§ WORK REQUEST
Your response should be every line from the entries that includes the string "below".

'''

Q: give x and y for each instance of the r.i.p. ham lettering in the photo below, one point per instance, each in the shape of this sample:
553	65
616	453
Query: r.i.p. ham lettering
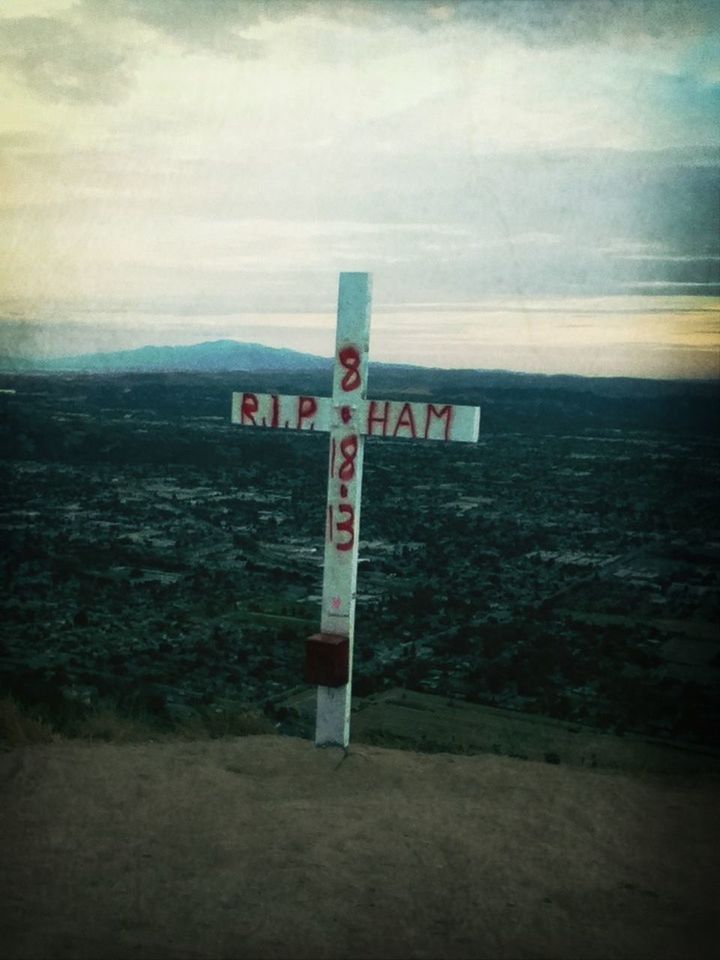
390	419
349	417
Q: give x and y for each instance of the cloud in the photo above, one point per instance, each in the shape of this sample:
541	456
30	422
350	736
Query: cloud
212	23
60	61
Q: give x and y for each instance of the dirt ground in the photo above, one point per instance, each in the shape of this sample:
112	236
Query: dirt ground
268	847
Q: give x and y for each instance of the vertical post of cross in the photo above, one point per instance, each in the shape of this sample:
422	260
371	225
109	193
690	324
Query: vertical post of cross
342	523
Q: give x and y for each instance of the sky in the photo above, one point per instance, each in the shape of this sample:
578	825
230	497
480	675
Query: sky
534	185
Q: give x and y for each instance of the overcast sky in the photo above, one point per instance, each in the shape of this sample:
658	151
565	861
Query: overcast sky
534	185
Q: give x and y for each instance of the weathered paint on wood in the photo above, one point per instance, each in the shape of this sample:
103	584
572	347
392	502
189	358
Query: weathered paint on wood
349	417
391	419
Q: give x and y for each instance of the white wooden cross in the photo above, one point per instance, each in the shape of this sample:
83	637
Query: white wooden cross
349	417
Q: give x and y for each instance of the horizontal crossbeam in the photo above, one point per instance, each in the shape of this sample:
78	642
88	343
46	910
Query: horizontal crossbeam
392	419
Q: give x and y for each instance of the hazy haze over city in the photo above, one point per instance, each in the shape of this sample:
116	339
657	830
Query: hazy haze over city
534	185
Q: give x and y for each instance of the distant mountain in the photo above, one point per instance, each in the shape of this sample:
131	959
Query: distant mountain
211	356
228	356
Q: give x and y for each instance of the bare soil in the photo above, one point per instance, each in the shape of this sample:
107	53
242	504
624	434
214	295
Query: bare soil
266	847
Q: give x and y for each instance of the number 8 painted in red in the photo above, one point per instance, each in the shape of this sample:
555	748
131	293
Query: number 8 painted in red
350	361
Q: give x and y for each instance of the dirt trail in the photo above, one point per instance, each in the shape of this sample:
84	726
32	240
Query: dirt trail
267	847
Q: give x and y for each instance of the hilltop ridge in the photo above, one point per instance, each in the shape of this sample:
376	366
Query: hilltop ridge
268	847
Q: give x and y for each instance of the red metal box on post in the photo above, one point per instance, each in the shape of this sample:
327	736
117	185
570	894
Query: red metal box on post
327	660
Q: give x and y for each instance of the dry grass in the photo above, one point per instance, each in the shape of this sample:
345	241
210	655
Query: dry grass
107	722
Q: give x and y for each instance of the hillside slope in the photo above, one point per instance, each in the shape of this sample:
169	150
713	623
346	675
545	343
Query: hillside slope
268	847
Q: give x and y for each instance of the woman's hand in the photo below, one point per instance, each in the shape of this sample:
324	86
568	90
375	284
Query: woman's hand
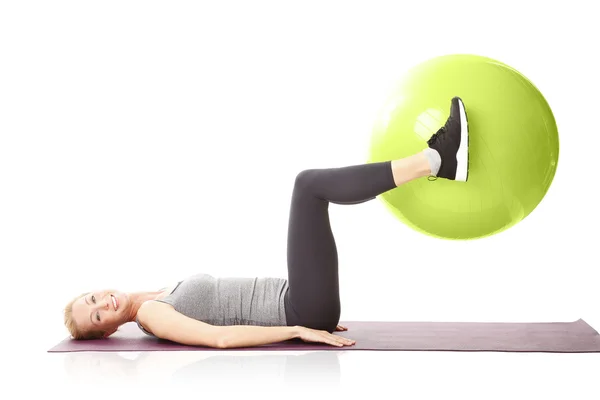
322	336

'''

§ WRITTEN ANSWER
Q: give x and y for each instance of the r.i.p. ham lettering in the photo below, one point per instance, each in the shape of this sample:
Q: give x and y for each instance of the woman's hand in the photo below, one point per instance, each in the shape of this sample:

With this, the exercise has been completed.